Prompt: Please quote only the lines that start at the one with "Find the excavator track" and go on to the last line of the data, both ends kept.

************

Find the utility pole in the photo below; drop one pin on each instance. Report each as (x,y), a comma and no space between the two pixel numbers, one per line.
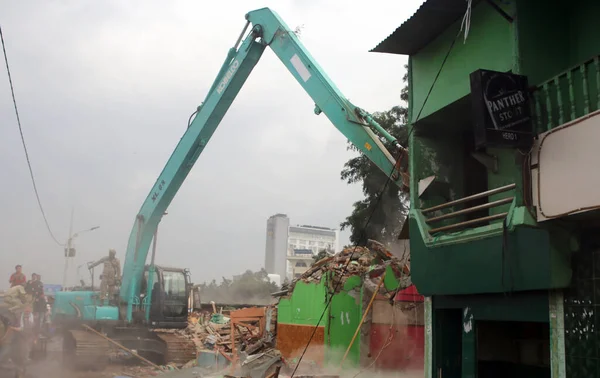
(69,250)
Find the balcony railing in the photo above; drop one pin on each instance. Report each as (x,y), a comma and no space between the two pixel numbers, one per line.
(567,96)
(431,220)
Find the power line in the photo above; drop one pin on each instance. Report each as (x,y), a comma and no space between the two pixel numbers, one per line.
(361,238)
(12,91)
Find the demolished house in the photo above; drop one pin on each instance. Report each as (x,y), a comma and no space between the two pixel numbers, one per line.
(366,287)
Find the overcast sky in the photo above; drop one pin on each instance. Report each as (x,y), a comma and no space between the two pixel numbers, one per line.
(105,89)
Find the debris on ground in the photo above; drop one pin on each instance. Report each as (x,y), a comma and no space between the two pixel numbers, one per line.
(369,262)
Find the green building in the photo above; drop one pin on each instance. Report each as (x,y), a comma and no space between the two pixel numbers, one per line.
(504,231)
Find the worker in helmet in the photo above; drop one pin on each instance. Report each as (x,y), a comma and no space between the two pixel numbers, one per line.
(111,276)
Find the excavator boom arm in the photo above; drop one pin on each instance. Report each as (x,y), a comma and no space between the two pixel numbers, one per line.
(267,29)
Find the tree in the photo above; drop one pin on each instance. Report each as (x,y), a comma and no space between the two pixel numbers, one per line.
(381,213)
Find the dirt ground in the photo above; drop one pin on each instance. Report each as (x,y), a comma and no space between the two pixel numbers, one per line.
(51,367)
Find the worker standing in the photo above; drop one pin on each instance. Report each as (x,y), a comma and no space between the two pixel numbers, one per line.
(111,275)
(17,278)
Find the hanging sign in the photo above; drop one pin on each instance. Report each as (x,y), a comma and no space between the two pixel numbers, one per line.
(501,110)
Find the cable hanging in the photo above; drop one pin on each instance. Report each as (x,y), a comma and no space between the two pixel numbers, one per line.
(12,91)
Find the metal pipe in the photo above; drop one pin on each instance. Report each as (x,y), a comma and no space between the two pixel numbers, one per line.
(468,223)
(237,43)
(470,198)
(471,209)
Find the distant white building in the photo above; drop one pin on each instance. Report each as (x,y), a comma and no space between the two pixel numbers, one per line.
(289,249)
(306,241)
(276,244)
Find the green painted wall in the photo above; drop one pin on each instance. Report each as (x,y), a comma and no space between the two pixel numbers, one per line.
(570,36)
(489,45)
(305,306)
(345,318)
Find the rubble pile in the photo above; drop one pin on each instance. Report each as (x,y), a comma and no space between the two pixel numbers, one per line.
(369,262)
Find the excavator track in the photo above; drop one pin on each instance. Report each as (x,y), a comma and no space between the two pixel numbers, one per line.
(180,349)
(84,350)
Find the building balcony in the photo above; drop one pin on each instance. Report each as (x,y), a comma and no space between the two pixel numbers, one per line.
(568,96)
(498,239)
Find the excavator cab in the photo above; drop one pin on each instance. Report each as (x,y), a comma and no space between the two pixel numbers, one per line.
(169,296)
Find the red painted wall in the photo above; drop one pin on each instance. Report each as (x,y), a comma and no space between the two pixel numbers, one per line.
(405,345)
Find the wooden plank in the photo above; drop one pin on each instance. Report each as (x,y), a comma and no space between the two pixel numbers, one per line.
(292,339)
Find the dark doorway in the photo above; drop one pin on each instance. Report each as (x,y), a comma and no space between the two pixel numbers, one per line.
(513,349)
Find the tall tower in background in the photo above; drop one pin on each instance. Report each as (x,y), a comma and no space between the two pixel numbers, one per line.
(276,245)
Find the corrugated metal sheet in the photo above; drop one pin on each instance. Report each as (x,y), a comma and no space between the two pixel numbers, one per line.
(429,21)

************

Solution for this problem:
Find the excavator track in the photo above; drop one pin on each instance. Report each as (x,y), a comma and no space between the two pixel numbers, one per line.
(180,349)
(84,350)
Find the building balcony in the photo above; drop one pin on each instance. Report each as (x,y), a comma and no space between the two pixel numbers, one per line.
(568,96)
(498,239)
Find the excavator cab in the photo above; drop one pin on each instance. Report each as (x,y), a comma and no space between the two pixel numbers, one per line.
(169,296)
Find the red painted wall in the photo above; drop one pin on each instance. Report each as (x,y), a comma and no space between the two pixel numbers, one per line.
(405,345)
Find the wooden plank in the photo above; drop one pin on each instance. Report each as (x,y), a comma and no space between the two pixel numbers, one per line.
(292,339)
Find the dark doorway in the photo above; drop one pin on each instance. Report each as (x,y), a comma and no space between the two pixel numbers, one per line.
(513,349)
Find the tall tower in background in the photo above; drop one pin on each instance. Report each as (x,y), a comma and no space between the two pixel numbers, one per line.
(276,245)
Find the corrugated metal sheet in the photo above; drop one pin on each instance. Report each as (x,y), a comma and no space between the two pixel numbers, one per line.
(429,21)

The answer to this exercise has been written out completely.